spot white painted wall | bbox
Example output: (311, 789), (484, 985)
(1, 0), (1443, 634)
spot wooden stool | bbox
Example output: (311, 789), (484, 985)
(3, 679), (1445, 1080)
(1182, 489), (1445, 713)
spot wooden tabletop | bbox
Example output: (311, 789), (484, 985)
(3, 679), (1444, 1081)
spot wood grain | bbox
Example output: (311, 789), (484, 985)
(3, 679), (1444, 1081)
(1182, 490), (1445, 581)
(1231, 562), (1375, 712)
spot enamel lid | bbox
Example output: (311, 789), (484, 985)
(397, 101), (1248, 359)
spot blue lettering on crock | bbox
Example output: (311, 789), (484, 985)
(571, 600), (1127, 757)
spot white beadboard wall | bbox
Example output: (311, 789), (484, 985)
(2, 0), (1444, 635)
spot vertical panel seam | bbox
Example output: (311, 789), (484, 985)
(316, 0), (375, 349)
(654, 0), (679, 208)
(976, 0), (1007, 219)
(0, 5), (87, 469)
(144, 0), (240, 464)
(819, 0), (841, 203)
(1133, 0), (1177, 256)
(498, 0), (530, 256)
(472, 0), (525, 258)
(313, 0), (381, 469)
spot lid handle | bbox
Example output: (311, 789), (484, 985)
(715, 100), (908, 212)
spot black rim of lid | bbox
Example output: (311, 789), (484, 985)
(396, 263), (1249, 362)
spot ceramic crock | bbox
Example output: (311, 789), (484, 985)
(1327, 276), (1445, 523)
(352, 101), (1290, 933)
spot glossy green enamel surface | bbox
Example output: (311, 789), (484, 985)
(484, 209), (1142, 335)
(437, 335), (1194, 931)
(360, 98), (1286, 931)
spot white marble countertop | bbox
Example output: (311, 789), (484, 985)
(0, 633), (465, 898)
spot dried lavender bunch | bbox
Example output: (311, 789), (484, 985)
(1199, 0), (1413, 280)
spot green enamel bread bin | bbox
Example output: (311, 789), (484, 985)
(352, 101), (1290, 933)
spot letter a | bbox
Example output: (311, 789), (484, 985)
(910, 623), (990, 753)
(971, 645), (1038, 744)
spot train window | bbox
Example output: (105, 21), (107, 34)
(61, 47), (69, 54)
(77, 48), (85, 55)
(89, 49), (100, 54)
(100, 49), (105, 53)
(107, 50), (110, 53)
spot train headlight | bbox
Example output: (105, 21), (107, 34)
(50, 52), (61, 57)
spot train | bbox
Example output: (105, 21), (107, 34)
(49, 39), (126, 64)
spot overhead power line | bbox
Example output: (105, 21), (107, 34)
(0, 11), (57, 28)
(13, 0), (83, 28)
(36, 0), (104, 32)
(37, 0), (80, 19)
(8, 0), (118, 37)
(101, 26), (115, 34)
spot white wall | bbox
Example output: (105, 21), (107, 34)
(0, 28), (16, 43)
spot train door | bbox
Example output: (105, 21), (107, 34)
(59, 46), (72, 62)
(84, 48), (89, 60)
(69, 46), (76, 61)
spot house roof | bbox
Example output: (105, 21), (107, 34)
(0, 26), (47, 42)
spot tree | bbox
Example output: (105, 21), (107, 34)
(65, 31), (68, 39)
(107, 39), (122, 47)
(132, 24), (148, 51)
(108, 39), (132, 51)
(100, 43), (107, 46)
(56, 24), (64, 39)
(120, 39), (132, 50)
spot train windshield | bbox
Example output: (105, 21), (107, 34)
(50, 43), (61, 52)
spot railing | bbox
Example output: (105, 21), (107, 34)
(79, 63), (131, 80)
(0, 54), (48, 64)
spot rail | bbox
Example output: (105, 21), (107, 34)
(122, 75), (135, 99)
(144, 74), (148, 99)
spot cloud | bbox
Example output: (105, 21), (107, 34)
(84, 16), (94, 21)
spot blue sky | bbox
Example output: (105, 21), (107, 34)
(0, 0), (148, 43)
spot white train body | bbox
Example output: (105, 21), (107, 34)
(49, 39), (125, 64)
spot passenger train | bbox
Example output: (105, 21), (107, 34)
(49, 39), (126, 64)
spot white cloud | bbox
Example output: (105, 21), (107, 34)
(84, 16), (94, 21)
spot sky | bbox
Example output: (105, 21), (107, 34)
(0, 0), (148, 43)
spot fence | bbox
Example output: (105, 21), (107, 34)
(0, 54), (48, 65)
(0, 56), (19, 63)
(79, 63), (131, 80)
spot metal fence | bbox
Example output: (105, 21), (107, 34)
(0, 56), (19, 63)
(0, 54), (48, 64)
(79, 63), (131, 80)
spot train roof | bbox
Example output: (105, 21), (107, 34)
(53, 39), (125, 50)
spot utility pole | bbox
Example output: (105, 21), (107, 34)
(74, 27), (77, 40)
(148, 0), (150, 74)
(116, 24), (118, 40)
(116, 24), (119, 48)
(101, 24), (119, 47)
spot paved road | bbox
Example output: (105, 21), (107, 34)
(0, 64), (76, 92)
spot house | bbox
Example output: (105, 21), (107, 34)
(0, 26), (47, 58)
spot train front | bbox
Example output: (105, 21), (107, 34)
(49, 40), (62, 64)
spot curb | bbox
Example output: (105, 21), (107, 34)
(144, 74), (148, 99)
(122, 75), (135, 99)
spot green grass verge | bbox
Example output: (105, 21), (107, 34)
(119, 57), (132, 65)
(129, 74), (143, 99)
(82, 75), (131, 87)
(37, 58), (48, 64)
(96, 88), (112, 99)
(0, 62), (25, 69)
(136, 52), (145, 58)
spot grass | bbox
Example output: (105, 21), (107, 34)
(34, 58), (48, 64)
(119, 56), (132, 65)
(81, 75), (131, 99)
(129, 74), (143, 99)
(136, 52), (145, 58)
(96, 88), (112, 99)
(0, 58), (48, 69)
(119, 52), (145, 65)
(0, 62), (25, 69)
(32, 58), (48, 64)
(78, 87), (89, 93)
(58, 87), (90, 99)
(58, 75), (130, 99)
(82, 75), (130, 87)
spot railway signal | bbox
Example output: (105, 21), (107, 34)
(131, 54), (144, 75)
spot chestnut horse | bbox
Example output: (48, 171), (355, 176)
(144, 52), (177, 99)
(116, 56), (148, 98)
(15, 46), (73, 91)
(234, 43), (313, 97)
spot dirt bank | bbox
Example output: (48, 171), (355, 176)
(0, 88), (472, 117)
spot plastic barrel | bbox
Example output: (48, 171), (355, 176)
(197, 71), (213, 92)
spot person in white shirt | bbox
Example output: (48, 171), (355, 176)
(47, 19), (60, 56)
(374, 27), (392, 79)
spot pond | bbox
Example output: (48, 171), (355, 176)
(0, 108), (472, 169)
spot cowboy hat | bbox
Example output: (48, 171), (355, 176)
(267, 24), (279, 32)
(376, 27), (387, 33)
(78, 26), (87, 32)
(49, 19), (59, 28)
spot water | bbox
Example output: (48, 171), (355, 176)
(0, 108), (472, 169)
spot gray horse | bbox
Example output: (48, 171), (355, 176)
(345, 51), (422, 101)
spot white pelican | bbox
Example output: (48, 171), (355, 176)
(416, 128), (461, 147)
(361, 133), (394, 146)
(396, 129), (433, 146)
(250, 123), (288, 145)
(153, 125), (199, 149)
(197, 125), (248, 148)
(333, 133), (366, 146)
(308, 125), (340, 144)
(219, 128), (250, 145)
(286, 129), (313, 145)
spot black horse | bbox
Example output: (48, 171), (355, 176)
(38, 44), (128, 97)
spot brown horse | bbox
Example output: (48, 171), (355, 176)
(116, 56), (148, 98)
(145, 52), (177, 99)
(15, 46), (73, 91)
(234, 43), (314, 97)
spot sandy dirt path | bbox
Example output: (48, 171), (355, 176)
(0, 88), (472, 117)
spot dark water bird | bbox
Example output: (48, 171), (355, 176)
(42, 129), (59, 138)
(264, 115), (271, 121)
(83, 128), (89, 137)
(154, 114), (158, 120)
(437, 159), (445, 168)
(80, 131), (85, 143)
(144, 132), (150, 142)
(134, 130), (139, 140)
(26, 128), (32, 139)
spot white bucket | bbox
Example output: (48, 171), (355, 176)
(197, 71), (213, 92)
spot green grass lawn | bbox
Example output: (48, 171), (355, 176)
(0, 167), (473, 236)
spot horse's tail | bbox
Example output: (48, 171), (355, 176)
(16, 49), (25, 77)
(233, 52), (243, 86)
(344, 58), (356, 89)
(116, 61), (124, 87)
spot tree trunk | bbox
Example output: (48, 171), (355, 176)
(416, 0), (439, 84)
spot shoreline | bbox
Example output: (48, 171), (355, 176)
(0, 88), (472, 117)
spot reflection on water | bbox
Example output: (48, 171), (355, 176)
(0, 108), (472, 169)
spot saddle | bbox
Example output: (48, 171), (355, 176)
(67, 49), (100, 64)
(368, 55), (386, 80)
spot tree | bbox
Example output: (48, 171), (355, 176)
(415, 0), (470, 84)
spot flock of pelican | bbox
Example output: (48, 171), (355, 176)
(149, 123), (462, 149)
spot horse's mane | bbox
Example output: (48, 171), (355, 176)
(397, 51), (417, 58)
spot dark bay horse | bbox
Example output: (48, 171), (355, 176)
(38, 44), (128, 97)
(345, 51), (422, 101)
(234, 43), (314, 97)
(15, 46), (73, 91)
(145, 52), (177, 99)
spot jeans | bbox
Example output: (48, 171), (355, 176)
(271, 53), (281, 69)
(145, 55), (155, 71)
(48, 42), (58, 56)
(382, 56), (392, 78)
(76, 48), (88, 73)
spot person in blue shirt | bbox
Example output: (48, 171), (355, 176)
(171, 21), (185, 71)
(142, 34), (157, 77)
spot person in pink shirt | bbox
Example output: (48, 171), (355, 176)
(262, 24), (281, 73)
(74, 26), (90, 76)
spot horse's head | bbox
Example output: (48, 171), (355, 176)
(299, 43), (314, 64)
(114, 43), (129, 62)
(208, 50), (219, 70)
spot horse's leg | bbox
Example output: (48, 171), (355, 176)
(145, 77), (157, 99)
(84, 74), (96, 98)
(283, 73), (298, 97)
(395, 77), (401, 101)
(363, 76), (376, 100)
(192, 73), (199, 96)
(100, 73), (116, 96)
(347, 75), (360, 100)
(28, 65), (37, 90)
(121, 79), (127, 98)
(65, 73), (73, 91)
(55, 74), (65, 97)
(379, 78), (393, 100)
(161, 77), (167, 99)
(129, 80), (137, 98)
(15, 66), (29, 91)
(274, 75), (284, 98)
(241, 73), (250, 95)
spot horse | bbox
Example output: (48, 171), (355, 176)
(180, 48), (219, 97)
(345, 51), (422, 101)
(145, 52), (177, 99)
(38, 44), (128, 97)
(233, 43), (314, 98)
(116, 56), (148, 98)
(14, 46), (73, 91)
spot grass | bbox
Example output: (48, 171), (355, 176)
• • • •
PROBLEM. Where a line in the entries holds the word "white", copy that line.

ANSWER TO THE PROBLEM.
spot white painted wall | bbox
spot white beadboard wall | bbox
spot white marble countertop | bbox
spot white wall | bbox
spot white train body | bbox
spot white cloud | bbox
spot person in white shirt | bbox
spot white pelican | bbox
spot white bucket | bbox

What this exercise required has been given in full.